* DOCUMENT EXTRACT *
[Start of Attachment]

| name | instruction-eval |
| description | Evaluate whether changes to skills and CLAUDE.md files have helped or harmed Claude's operational
posture. Use when: (1) after trimming or refactoring skills/CLAUDE.md files, (2) doing a periodic
regression check, (3) validating that factored reference files are still accessible, (4) confirming
hard constraints are still enforced after instruction changes.
Triggers: "test instructions", "regression test", "evaluate skills", "did trimming break anything",
"validate claude posture", "test claude docs", "instruction quality"
|
| user-invocable | true |
Instruction Evaluation
Two modes: spot-check (interactive, quick) and automated (API-driven, CI-suitable).
Spot-Check Mode (Interactive)
Run probes directly in a Claude Code session. Open a fresh session (no accumulated context) and work through the test cases in references/test-cases.md.
For each probe:
- Ask the question exactly as written
- Check the response against the expected behavior
- Mark Pass / Partial / Fail
- Note the failure mode if Partial or Fail
What to look for:
- Silent gaps — Claude gives a confident but wrong/incomplete answer because the removed content was never replaced by a skill or reference file
- Broken routing — Claude doesn't invoke a skill that should cover the topic
- Constraint drift — Claude complies with a request it should refuse
Automated Mode
Run scripts/run-eval.py — it discovers all tests.yaml files and sends probes to the Anthropic API.

[End of Attachment]

* RECORD EXCERPTS *
[Start of Attachment]

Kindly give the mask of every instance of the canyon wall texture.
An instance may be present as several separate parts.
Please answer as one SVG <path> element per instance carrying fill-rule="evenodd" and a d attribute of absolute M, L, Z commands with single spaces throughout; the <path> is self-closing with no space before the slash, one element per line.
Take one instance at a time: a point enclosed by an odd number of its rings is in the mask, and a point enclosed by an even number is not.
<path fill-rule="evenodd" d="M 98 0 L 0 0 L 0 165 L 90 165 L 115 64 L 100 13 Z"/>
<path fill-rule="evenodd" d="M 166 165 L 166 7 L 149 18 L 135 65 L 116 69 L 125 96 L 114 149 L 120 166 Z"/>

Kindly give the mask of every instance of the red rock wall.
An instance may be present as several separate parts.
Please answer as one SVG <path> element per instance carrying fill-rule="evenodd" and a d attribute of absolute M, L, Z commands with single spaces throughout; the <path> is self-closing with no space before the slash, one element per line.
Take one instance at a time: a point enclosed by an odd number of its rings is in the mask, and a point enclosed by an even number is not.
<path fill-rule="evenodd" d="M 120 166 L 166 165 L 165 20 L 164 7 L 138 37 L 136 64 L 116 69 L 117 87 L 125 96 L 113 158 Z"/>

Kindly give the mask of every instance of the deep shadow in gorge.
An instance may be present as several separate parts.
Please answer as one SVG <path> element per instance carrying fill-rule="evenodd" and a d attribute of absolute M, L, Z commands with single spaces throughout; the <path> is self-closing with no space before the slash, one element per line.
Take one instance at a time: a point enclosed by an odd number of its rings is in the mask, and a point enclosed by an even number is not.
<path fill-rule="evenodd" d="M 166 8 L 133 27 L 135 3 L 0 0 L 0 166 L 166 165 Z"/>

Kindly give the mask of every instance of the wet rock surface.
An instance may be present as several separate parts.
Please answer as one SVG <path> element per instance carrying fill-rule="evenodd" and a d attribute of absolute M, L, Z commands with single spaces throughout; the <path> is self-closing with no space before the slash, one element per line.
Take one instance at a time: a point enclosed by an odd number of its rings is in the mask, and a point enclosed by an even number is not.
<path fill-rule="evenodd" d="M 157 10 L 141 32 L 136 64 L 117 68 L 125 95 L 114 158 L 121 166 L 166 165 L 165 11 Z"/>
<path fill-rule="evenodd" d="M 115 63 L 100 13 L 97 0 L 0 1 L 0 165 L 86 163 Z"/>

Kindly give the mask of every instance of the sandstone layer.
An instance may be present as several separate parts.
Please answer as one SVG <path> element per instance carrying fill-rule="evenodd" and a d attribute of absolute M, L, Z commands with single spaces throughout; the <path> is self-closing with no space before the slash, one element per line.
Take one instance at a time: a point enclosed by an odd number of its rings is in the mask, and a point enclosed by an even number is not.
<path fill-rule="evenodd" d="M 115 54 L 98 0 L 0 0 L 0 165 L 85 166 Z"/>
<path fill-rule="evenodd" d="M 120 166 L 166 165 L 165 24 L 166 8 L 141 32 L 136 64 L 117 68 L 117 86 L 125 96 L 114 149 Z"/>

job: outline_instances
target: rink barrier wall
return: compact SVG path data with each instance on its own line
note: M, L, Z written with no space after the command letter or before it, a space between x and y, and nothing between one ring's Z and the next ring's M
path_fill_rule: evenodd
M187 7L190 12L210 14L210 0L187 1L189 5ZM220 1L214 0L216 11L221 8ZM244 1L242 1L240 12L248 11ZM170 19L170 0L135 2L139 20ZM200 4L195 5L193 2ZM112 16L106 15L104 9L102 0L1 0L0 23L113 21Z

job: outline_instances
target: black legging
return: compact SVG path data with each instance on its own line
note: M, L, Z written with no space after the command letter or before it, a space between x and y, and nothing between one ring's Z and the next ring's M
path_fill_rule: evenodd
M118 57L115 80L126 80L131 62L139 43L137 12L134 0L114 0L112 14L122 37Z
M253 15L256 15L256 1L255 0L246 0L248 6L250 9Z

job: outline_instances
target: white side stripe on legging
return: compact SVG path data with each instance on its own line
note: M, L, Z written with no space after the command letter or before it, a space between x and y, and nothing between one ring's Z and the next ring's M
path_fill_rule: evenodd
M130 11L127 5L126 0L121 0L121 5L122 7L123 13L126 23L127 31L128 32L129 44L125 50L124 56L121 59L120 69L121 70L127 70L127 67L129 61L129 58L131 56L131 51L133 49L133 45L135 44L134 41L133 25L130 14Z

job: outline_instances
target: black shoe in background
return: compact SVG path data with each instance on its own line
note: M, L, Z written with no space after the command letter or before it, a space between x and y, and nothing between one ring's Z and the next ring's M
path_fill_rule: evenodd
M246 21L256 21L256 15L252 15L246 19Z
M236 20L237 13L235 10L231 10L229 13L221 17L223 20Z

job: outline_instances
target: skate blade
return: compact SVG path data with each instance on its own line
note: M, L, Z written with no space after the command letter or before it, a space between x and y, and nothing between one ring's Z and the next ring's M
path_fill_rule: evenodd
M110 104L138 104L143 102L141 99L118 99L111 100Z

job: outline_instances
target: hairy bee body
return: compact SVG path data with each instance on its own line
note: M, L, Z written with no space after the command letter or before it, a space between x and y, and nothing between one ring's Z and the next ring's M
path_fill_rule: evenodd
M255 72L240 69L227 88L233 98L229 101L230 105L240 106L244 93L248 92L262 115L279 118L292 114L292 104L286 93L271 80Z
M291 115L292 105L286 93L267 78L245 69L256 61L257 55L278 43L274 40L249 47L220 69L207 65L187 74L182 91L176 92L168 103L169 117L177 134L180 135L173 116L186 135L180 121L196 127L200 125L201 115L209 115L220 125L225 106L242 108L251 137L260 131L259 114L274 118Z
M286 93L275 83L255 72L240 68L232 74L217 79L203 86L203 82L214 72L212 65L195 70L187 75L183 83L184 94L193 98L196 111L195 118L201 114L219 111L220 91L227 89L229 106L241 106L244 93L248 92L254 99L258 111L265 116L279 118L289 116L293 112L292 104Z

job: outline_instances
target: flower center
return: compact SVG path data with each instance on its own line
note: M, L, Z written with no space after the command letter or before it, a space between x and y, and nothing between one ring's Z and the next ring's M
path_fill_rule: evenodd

[End of Attachment]

* TASK BRIEF *
In the instruction evaluation page, what happens under "Constraint drift"? Answer from the text alone and disregard the material.

* EXERCISE RESULT *
Claude complies with a request it should refuse.